EXTRACT PROVIDED →
═══

Scientific classification
- Kingdom: Plantae
- Clade: Embryophytes
- Clade: Tracheophytes
- Clade: Spermatophytes
- Clade: Angiosperms
- Clade: Monocots
- Order: Asparagales
- Family: Orchidaceae
- Subfamily: Orchidoideae
- Tribe: Diurideae
- Genus: Caladenia
- Species: C. drakeoides
- Binomial name: Caladenia drakeoides Hopper & A.P.Br.
- Synonyms: Drakonorchis drakeoides (Hopper & A.P.Br.) D.L.Jones & M.A.Clem.

= Caladenia drakeoides =

- Genus: Caladenia
- Species: drakeoides
- Authority: Hopper & A.P.Br.
- Conservation status: EN
- Synonyms: Drakonorchis drakeoides (Hopper & A.P.Br.) D.L.Jones & M.A.Clem.

Species of orchid

Caladenia drakeoides, commonly known as the hinged dragon orchid, is a species of orchid endemic to the south-west of Western Australia. It has a single hairy leaf and a single greenish-yellow and red flower with a hinged labellum resembling a female thynnid wasp.

== Description ==
Caladenia drakeoides is a terrestrial, perennial, deciduous, herb with an underground tuber and which grows as solitary plants or in clumps of up to ten plants. It has a single, pale green, broad, ground-hugging, hairy leaf, 3-6 cm long and 4-12 mm wide.

═══

EXTRACTED ENTRIES →
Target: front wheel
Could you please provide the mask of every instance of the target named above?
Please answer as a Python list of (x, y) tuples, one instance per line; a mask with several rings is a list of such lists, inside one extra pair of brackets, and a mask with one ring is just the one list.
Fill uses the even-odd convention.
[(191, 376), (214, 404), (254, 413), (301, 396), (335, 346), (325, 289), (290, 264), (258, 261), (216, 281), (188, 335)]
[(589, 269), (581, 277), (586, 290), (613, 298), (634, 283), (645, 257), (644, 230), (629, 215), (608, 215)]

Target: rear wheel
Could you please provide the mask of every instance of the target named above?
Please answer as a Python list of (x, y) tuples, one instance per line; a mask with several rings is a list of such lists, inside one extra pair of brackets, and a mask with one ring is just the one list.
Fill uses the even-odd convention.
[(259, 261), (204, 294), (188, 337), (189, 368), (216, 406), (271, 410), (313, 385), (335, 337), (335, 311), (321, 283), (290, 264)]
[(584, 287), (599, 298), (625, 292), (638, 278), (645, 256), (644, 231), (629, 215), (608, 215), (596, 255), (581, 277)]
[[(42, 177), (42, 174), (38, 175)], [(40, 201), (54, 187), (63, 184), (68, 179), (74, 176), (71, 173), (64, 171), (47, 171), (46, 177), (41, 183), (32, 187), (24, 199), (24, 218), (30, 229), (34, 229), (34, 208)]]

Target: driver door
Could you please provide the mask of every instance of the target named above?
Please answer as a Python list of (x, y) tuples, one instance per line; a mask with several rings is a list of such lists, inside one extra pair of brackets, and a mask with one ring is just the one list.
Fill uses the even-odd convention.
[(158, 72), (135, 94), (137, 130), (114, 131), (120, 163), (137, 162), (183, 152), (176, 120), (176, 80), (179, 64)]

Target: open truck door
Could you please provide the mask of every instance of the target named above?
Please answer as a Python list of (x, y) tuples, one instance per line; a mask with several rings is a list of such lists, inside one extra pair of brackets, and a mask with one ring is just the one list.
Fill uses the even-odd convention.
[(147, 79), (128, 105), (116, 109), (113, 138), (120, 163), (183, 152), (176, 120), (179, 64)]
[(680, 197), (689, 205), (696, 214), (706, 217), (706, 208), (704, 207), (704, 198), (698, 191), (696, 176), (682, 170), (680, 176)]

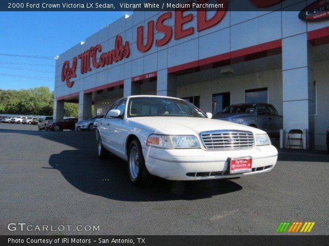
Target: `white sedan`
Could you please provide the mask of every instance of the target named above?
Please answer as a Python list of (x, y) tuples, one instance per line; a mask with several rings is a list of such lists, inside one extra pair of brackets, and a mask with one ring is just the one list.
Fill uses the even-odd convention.
[(127, 161), (131, 181), (140, 186), (154, 176), (232, 178), (273, 169), (278, 151), (264, 131), (211, 118), (179, 98), (124, 97), (98, 122), (98, 156), (109, 152)]

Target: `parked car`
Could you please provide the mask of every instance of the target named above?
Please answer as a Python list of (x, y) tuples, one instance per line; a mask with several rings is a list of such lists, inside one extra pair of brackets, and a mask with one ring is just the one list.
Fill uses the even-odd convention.
[(36, 119), (32, 120), (31, 124), (32, 125), (39, 125), (39, 124), (43, 121), (43, 119), (41, 118), (36, 118)]
[(26, 119), (23, 119), (22, 120), (22, 124), (29, 124), (31, 125), (32, 124), (32, 121), (33, 120), (36, 120), (38, 118), (36, 117), (28, 117)]
[(98, 119), (96, 119), (95, 120), (95, 121), (94, 121), (94, 129), (97, 129), (97, 126), (98, 125), (98, 122), (103, 117), (104, 117), (104, 116), (102, 118), (98, 118)]
[(39, 124), (38, 124), (39, 131), (41, 131), (42, 130), (46, 130), (46, 126), (47, 126), (47, 124), (48, 124), (52, 122), (52, 116), (46, 116), (45, 118), (42, 119), (41, 121), (40, 121), (39, 122)]
[(94, 131), (94, 123), (99, 118), (103, 118), (104, 115), (97, 115), (85, 120), (80, 120), (76, 124), (76, 130)]
[(74, 131), (77, 122), (77, 118), (70, 118), (61, 121), (53, 122), (47, 126), (47, 127), (50, 131), (62, 131), (66, 129)]
[(213, 118), (259, 128), (271, 137), (280, 137), (280, 130), (283, 128), (282, 116), (269, 104), (230, 105), (214, 115)]
[(1, 116), (0, 117), (0, 121), (5, 123), (6, 122), (5, 120), (8, 118), (10, 117), (9, 116)]
[(26, 117), (25, 116), (14, 117), (12, 118), (10, 120), (10, 123), (17, 123), (19, 124), (20, 124), (21, 123), (22, 123), (22, 121), (24, 119), (26, 119)]
[(329, 152), (329, 127), (327, 129), (327, 150)]
[(1, 122), (3, 123), (10, 123), (11, 121), (12, 117), (8, 117), (7, 118), (3, 118), (1, 120)]
[(98, 156), (110, 152), (126, 160), (130, 180), (138, 186), (151, 183), (154, 176), (233, 178), (273, 168), (278, 151), (265, 132), (211, 117), (181, 99), (124, 97), (98, 123)]

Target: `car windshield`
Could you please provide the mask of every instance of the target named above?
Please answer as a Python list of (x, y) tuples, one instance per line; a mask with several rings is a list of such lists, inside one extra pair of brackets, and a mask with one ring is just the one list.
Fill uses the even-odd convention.
[(255, 112), (256, 105), (253, 104), (240, 104), (237, 105), (231, 105), (224, 109), (221, 114), (234, 114), (234, 113), (247, 113), (252, 114)]
[(185, 116), (206, 118), (205, 114), (184, 100), (166, 97), (132, 97), (127, 108), (128, 117)]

═══

TASKS TO COMPLETE →
- a) Please list every clade named in the scientific classification of the Caladenia drakeoides text, in the order given.
- b) Continue the Caladenia drakeoides text from its last sentence.

ANSWERS →
- a) Embryophytes, Tracheophytes, Spermatophytes, Angiosperms, Monocots

- b)
Usually only one greenish-yellow and red flower is borne on a stalk 18-30 cm tall. The flowers are 2-3 cm long and about 2 cm wide and bear a striking resemblance to those in the genus Drakaea. The dorsal sepal is curved backwards, almost horizontally behind the flower and is 12-18 mm long and 1-1.5 mm wide at the base. The lateral sepals and petals are linear to lance-shaped, hang vertically and clasp the ovary. The lateral sepals are 12-18 mm long and 3-4 mm wide with a sudden bend one-third the distance from their outer ends. The petals are 10-14 mm long and 1-1.5 mm wide at the base. The labellum is greenish-yellow and red and covered with dark maroon hairs and calli. It is loosely-hinged and resembles an insect abdomen 5-6 mm long, 3-4 mm wide and a yellow to red head about 2 mm in diameter. The false abdomen is strongly turned in towards the ovary. Flowering occurs from August to early October.

==Taxonomy and naming==
Caladenia drakeoides was first formally described by Stephen Hopper and Andrew Brown in 2001 from a specimen collected by Hopper near Dalwallinu. The description was published in Nuytsia. The specific epithet (drakeoides) refers to the similarity of the flowers of this species to those in the genus Drakaea - the suffix -oides means "likeness" in Latin.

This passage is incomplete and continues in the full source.